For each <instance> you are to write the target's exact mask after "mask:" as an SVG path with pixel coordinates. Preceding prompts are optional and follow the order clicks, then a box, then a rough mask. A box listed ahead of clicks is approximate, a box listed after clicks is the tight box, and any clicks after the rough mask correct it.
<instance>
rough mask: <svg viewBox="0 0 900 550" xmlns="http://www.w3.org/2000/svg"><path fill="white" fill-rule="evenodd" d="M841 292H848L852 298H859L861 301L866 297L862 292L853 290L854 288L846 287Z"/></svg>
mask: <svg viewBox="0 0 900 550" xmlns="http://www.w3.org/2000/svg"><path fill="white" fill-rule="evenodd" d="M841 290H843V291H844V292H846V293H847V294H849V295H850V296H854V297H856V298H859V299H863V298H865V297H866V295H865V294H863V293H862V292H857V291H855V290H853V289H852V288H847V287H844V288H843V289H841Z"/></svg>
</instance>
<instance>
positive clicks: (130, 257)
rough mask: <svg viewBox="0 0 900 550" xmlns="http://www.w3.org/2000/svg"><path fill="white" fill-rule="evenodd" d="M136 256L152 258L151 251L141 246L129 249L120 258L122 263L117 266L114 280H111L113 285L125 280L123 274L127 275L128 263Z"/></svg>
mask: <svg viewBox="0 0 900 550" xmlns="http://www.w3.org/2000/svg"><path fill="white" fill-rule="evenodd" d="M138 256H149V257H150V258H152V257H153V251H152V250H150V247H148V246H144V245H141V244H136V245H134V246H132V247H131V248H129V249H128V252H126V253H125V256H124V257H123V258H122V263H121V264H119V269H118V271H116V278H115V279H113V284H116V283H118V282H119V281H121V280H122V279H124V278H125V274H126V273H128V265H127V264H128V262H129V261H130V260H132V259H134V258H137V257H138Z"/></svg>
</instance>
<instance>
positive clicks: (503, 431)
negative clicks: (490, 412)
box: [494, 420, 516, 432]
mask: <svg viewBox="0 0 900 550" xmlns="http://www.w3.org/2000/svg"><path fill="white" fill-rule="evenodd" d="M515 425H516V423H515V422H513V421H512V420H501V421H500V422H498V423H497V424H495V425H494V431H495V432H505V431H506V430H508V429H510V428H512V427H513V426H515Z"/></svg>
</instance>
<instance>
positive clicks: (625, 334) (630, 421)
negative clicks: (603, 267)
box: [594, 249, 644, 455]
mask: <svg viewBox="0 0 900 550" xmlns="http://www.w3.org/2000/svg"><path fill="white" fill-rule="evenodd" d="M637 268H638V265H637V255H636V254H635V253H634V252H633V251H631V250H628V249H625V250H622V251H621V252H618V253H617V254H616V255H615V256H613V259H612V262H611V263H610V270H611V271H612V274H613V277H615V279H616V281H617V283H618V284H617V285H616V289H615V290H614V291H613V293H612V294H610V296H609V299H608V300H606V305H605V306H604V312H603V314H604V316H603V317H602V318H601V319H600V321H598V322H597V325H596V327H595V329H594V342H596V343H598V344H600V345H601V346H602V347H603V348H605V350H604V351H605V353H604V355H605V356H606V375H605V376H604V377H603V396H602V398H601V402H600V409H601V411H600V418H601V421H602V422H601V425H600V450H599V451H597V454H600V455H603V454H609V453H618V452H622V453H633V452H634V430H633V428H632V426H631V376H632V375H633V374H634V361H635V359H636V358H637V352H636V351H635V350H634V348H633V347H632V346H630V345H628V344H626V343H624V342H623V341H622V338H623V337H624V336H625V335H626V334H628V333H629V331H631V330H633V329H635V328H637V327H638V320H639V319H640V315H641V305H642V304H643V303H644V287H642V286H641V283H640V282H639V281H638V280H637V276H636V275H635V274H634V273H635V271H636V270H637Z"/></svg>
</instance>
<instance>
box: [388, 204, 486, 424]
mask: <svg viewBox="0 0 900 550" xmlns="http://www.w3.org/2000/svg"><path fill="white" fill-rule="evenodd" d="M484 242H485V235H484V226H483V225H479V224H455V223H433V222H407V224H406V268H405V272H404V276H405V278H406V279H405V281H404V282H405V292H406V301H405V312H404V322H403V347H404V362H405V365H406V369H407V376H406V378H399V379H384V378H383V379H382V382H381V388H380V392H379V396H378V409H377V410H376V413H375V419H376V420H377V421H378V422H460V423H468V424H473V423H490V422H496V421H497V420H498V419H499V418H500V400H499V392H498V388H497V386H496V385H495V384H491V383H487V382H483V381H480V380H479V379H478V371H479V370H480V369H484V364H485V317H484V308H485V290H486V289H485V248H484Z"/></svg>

----------

[EXERCISE GOAL] Copy out, from the data above, each line where the string "clicks" is present.

[PROBLEM SOLUTION]
For each <instance> you are to write the target's exact mask after "mask:" as an SVG path with pixel coordinates. Preceding prompts are optional and follow the order clicks, then a box, then a rough mask. A box listed ahead of clicks is approximate, a box listed after clicks is the tight box, and any clicks after the rough mask correct it.
positive clicks: (130, 257)
positive clicks: (503, 431)
negative clicks: (490, 412)
positive clicks: (625, 334) (630, 421)
negative clicks: (603, 267)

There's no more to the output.